▶ **PETUNJUK A**:
Jawab pertanyaan berikut berdasarkan teks tentang industri kayu lapis:
(i) Sekitar tahun berapa industri kayu lapis di Indonesia mulai berkembang?
(ii) Larangan apa dari pemerintah yang disebut dalam teks itu?
(iii) Kebutuhan kayu sebagai bahan baku industri kayu lapis meningkat seiring dengan apa?

------ KUTIPAN TEKS

Di Indonesia sendiri, perkembangan industri kayu lapis terjadi sekitar tahun 1980-an semenjak diberlakukannya larangan ekspor kayu bulat oleh pemerintah. Pada tahun tersebut kondisi hutan di Indonesia masih sangat mendukung perkembangan industri kayu lapis, ketersediaan log-log berdiameter besar dan silindris yang berasal dari hutan alam sebagai syarat utama bahan baku dalam pembuatan kayu lapis masih cukup melimpah (Iswanto, 2008).
Saat ini, kebutuhan  kayu  sebagai  bahan  baku  industri  kayu  lapis  semakin meningkat  seiring  dengan  meningkatnya  jumlah  penduduk, terutama kebutuhan  terhadap kayu bulat berdiameter besar. Akan tetapi potensi kayu bulat berdiameter besar dan memiliki kualitas bagus yang terdapat di hutan alam semakin berkurang sehingga ketersediaannya menjadi terbatas. Hal ini menimbulkan permasalahan di industri perkayuan  terutama industri kayu  lapis  yang  menggunakan  kayu  bulat berdiameter  besar  sebagai  bahan  baku.  Jika  hal  ini  tetap dibiarkan  berkelanjutan, masa depan industri kayu lapis dapat terancam kesulitan bahan baku (Arsadi, 2011).

------------

▶ **PETUNJUK B**: Tulis ulang entri mulai dari baris yang memuat "Shelf-audit tagging: for every instance of the brown" sampai baris yang memuat "x=243, y=21". Ganti "put a point" dengan "place a point", dan biarkan bagian lainnya tetap sama.

------ BAHAN

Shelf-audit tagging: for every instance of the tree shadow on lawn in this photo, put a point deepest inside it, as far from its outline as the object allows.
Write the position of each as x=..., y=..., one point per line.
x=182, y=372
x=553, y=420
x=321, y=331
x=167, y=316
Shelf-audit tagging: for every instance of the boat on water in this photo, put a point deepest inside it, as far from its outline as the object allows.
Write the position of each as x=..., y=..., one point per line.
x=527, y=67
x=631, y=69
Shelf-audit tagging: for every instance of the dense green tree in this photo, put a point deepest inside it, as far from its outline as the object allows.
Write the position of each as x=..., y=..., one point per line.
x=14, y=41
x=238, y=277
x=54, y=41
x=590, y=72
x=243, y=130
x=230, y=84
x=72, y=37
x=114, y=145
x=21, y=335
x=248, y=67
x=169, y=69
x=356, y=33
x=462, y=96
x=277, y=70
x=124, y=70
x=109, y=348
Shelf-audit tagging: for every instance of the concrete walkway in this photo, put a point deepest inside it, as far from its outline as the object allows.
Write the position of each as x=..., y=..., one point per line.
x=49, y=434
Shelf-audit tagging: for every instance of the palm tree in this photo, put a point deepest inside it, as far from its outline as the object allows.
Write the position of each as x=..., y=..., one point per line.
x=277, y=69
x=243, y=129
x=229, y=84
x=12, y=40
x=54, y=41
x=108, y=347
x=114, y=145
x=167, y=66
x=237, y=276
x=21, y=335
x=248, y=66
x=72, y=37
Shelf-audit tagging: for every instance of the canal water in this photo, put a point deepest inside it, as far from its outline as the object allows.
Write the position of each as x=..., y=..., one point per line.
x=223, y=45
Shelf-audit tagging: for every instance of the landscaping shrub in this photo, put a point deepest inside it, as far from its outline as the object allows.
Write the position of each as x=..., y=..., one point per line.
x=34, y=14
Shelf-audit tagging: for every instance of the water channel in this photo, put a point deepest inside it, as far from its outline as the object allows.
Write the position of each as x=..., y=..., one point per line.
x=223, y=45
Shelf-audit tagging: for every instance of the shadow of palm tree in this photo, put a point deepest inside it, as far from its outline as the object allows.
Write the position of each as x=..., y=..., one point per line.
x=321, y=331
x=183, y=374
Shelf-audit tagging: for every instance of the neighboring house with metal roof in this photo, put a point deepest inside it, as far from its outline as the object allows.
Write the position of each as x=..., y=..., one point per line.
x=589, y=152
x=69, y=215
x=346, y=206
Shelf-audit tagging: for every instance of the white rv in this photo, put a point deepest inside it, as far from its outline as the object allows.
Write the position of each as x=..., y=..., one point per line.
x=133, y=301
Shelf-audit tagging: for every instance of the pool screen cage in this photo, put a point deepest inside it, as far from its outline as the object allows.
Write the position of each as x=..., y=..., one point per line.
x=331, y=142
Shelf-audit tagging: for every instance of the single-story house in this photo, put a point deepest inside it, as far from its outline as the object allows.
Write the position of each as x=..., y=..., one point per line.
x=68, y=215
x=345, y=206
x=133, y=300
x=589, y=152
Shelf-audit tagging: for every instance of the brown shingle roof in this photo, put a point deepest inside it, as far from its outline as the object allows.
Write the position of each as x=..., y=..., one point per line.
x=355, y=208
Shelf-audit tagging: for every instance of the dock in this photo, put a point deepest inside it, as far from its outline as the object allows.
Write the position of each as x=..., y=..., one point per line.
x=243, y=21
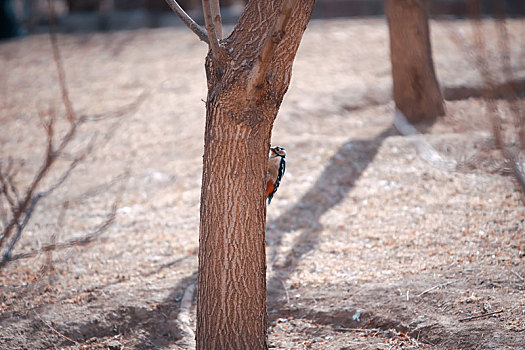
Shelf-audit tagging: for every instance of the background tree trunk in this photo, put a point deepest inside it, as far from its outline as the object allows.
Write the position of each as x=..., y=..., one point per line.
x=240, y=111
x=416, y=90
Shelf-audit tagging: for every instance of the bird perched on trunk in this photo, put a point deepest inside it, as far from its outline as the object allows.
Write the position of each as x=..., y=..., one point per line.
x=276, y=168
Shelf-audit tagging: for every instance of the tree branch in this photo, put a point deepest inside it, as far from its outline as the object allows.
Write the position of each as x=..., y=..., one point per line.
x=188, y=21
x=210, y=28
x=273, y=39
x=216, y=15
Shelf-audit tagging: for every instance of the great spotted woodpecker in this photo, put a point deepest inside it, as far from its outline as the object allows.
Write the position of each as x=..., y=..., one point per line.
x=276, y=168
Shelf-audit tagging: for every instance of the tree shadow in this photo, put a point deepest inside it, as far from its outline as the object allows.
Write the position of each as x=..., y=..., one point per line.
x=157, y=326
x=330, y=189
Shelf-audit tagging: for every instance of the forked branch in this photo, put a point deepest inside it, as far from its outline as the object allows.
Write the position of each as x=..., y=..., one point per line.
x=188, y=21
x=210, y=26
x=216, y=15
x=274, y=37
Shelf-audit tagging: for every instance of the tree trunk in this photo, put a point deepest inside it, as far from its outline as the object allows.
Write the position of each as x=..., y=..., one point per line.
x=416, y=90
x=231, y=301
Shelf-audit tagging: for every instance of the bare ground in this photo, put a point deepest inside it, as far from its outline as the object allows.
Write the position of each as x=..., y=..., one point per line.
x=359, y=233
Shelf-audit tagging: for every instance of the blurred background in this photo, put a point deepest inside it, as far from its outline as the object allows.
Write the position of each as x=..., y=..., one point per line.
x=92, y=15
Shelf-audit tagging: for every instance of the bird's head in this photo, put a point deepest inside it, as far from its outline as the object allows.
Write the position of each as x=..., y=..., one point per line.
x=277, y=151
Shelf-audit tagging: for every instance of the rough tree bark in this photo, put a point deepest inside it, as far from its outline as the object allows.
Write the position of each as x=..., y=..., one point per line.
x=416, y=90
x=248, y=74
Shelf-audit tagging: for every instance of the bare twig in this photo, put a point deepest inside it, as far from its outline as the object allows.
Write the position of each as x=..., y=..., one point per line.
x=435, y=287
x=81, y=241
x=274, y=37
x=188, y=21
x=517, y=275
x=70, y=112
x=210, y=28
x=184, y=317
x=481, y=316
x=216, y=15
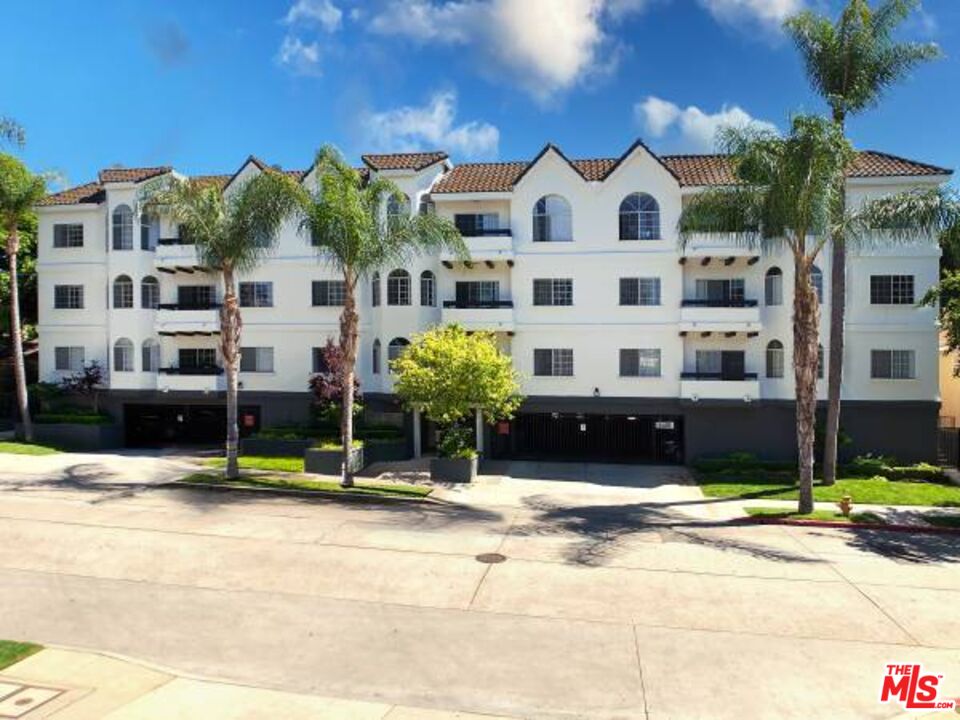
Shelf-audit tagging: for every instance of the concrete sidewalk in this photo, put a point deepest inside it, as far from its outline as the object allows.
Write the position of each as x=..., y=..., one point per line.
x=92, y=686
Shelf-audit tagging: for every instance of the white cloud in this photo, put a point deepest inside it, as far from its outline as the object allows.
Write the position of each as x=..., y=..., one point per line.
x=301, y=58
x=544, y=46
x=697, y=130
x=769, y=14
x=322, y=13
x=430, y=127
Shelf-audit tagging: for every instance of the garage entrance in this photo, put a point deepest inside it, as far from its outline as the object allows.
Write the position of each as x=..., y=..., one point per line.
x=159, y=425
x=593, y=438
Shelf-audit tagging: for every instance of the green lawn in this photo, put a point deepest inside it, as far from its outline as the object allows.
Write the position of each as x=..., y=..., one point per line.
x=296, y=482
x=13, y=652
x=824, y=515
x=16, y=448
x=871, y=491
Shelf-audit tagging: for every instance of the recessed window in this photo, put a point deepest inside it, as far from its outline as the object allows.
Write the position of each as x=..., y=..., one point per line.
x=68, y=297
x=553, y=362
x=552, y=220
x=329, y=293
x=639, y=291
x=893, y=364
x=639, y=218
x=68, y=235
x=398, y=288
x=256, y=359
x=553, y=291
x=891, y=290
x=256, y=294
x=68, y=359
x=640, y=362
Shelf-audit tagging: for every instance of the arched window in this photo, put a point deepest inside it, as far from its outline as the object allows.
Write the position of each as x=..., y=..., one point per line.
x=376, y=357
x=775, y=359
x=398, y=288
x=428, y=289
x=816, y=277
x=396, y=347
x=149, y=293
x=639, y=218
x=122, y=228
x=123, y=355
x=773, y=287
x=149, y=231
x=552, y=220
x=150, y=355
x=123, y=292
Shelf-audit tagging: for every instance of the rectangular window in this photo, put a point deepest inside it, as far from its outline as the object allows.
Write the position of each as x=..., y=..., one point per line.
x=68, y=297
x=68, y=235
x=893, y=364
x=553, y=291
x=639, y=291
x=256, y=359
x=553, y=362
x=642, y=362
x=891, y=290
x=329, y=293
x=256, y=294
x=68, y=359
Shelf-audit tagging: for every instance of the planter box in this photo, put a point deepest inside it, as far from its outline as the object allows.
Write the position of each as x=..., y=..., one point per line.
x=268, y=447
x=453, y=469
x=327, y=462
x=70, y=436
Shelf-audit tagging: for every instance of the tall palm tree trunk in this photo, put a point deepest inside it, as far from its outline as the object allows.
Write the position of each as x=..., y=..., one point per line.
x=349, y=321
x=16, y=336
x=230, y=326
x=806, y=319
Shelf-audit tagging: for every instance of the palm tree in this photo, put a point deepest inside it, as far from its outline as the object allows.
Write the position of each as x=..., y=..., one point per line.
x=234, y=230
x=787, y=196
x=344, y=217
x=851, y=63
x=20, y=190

------------

▶ **JAWABAN TERTULIS A**:
(i) Sekitar tahun 1980-an.
(ii) Larangan ekspor kayu bulat.
(iii) Seiring dengan meningkatnya jumlah penduduk.

▶ **JAWABAN TERTULIS B**:
Shelf-audit tagging: for every instance of the brown shingle roof in this photo, place a point deepest inside it, as far from its outline as the object allows.
Write the position of each as x=..., y=..., one point per line.
x=355, y=208
Shelf-audit tagging: for every instance of the dock in this photo, place a point deepest inside it, as far from its outline as the object allows.
Write the position of each as x=..., y=..., one point per line.
x=243, y=21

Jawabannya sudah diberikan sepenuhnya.